_Work to do:_
Gather every line in the items below that contains the word "bridge", and treat uppercase and lowercase as different.

_Records provided:_
----

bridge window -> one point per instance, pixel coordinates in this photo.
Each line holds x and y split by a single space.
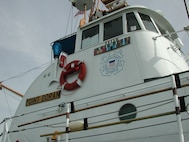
148 23
113 28
132 23
90 36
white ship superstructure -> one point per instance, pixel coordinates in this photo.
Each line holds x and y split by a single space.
121 77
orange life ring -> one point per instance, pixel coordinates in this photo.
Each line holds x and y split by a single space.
69 69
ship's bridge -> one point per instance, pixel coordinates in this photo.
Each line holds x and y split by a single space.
153 39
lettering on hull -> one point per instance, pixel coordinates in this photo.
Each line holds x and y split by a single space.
43 98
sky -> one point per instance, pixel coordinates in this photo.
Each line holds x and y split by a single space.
27 27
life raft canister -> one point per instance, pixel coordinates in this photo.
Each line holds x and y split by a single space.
69 69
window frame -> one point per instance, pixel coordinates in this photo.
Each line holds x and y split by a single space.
118 34
88 42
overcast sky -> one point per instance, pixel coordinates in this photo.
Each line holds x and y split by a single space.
27 27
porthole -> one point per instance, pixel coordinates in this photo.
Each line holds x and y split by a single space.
127 111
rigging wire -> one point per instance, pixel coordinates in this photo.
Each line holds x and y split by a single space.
186 7
9 109
26 72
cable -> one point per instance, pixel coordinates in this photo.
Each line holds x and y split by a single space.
7 103
26 72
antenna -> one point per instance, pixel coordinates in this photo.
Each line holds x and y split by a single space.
186 8
83 4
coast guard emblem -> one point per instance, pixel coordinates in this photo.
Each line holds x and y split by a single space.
112 64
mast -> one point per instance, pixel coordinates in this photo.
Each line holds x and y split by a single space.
186 8
13 91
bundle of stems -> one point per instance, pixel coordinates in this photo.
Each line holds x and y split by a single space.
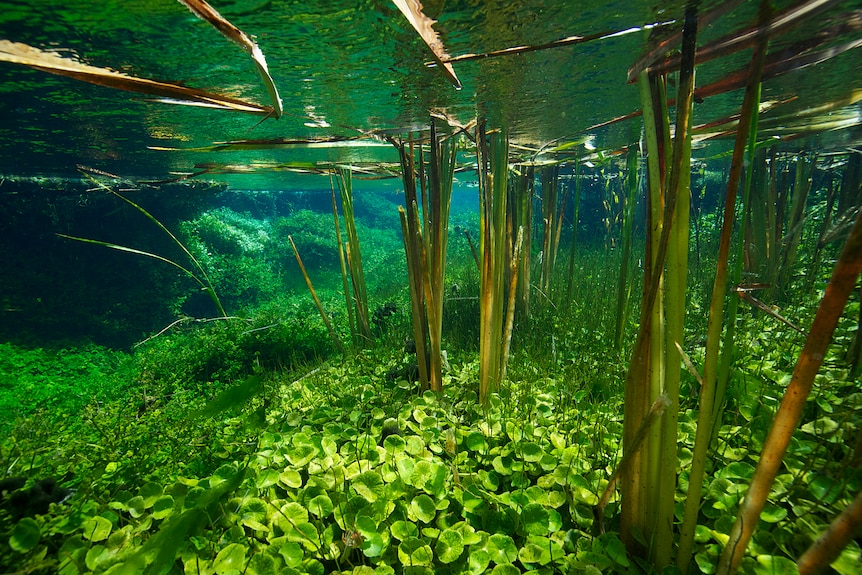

----

_Result of the exercise:_
bridge window -> one point per instance, pixel coordinates in this photo.
ship's bridge -> one point per instance, pixel coordinates in this photo.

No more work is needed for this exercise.